» **TUGAS 1**
Dalam kutipan tentang pengalaman melamar kerja, kepada siapa penulis akhirnya meminta modal?
» **TUGAS 2**
Tulis ulang bagian kutipan tentang melamar kerja mulai dari "Well, suka atau" sampai "kehabisan pas foto).", dengan kata "perusahaan" diganti menjadi "kantor".

» **KUTIPAN UNTUK DIBACA**
Aku masih ingat jaman-jaman baru lulus kuliah dan musim ikut Job Fair.
Ada banyak sekali dokumen yang harus disiapkan kala itu. Untuk membuat satu set lamaran kerja, yakni surat lamaran dan semua lampirannya, bisa dikatakan cukup menguras dompet.
Apalagi saat itu memang masih keadaan pengangguran. Belum ada modal sama sekali. Mau tak mau balik lagi deh minta modal ke ayah dan ibu.
Ha Ha Ha.
Kalian pasti bertanya-tanya:
"Kok bisa sih bikin lamaran kerja malah menguras dompet?"
Well, suka atau tidak suka memang seperti itu pengalamanku.
Jadi, proses melengkapi semua persyaratan untuk melamar kerja itu R.I.B.E.T. Setidaknya itu yang kurasakan saat itu.
Bayangkan saja, jika sebuah perusahaan memberikan syarat tersedianya surat keterangan sehat, surat kelakuan baik, belum lagi foto (kalau sudah lamaran ke sekian, adaaaa aja kehabisan pas foto).
Semua pembuatan dokumen itu tentu butuh "uang pelicin". Itu yang terjadi dulu.
Sekarang nampaknya sudah jauh lebih baik. Aku lihat banyak tempat terutama bagian pemerintahan sudah terang-terangan memberikan himbauan tentang tidak boleh ada lagi hal-hal demikian.

» **DAFTAR BARIS**
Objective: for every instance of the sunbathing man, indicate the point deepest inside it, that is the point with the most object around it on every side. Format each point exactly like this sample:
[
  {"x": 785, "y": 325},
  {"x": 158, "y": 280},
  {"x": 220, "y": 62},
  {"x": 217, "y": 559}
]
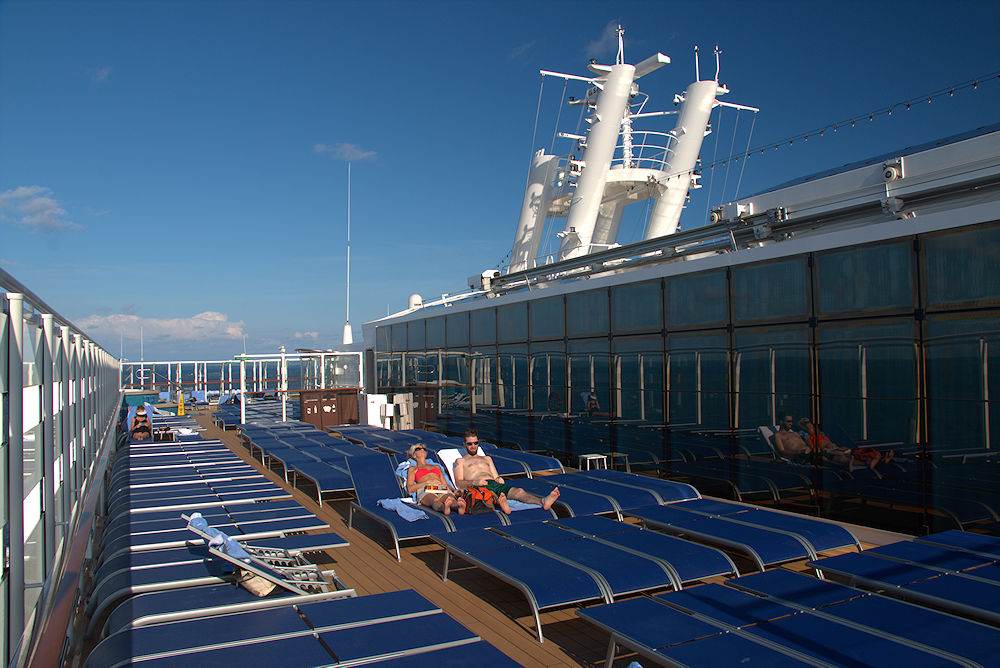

» **HASIL YANG DIHARAPKAN 1**
Kepada ayah dan ibu.

» **HASIL YANG DIHARAPKAN 2**
Well, suka atau tidak suka memang seperti itu pengalamanku.
Jadi, proses melengkapi semua persyaratan untuk melamar kerja itu R.I.B.E.T. Setidaknya itu yang kurasakan saat itu.
Bayangkan saja, jika sebuah kantor memberikan syarat tersedianya surat keterangan sehat, surat kelakuan baik, belum lagi foto (kalau sudah lamaran ke sekian, adaaaa aja kehabisan pas foto).